Records to process:
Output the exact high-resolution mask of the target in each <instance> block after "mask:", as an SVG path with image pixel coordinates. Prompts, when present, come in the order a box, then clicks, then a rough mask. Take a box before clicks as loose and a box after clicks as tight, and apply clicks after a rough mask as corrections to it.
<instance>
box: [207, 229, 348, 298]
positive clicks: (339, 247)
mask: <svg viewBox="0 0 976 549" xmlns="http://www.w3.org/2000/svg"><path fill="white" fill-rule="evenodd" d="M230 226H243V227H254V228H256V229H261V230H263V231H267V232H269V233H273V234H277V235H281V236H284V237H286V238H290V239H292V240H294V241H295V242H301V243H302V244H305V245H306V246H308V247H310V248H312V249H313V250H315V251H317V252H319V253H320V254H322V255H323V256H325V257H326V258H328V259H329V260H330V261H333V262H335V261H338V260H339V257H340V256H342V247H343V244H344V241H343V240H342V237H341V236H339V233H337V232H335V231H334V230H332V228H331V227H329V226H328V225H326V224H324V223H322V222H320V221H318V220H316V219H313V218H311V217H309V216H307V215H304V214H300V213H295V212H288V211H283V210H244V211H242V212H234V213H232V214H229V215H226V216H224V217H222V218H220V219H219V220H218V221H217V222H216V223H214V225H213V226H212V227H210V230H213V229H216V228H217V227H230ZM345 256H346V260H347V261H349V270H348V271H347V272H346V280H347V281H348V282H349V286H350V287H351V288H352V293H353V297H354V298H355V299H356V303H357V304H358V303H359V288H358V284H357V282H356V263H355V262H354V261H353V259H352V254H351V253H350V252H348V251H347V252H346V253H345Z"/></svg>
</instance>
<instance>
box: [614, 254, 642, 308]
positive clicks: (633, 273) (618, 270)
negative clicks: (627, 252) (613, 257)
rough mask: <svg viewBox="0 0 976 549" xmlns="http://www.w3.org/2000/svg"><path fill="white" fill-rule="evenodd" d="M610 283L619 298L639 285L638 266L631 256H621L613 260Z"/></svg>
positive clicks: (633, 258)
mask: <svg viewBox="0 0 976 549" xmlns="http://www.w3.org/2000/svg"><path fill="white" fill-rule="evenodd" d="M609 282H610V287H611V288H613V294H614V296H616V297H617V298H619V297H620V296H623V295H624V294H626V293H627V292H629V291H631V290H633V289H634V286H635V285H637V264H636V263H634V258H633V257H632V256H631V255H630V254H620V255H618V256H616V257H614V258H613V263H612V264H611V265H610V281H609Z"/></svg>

Activity:
What do the records say? Quote them all exactly.

Solution for this problem:
Output the exact high-resolution mask of the target in each <instance> block after "mask:", as an SVG path with image pixel coordinates. Prompts, when present, come in the order a box, then clicks, then a rough mask. Take a box before clicks as loose and a box after clicks as tight, and apply clicks after a rough mask as corrections to it.
<instance>
box: [207, 229, 348, 298]
positive clicks: (339, 247)
mask: <svg viewBox="0 0 976 549" xmlns="http://www.w3.org/2000/svg"><path fill="white" fill-rule="evenodd" d="M230 226H243V227H254V228H256V229H261V230H263V231H267V232H269V233H273V234H277V235H281V236H284V237H286V238H290V239H292V240H294V241H295V242H301V243H302V244H305V245H306V246H308V247H310V248H312V249H313V250H315V251H317V252H319V253H320V254H322V255H323V256H325V257H326V258H328V259H329V260H330V261H333V262H335V261H338V260H339V257H340V256H342V247H343V244H344V241H343V240H342V237H341V236H339V233H337V232H335V231H334V230H332V228H331V227H329V226H328V225H326V224H324V223H322V222H320V221H318V220H316V219H313V218H311V217H309V216H307V215H304V214H300V213H295V212H288V211H283V210H244V211H242V212H234V213H232V214H229V215H226V216H224V217H222V218H220V219H219V220H218V221H217V222H216V223H214V225H213V226H212V227H210V230H213V229H216V228H217V227H230ZM345 256H346V260H347V261H349V270H348V271H347V272H346V280H347V281H348V282H349V286H350V287H351V288H352V293H353V297H354V298H355V299H356V303H357V304H358V303H359V288H358V284H357V282H356V263H355V262H354V261H353V259H352V254H351V253H350V252H348V251H347V252H346V253H345Z"/></svg>
</instance>
<instance>
box: [614, 254, 642, 308]
positive clicks: (633, 273) (618, 270)
negative clicks: (627, 252) (613, 257)
rough mask: <svg viewBox="0 0 976 549" xmlns="http://www.w3.org/2000/svg"><path fill="white" fill-rule="evenodd" d="M610 283L619 298L639 285L638 266L631 256H621L613 260Z"/></svg>
positive clicks: (633, 258)
mask: <svg viewBox="0 0 976 549" xmlns="http://www.w3.org/2000/svg"><path fill="white" fill-rule="evenodd" d="M609 282H610V287H611V288H613V294H614V296H616V297H617V298H619V297H620V296H623V295H624V294H626V293H627V292H629V291H631V290H633V289H634V286H635V285H637V264H636V263H634V258H633V257H632V256H631V255H630V254H620V255H618V256H616V257H614V258H613V263H612V264H611V265H610V281H609Z"/></svg>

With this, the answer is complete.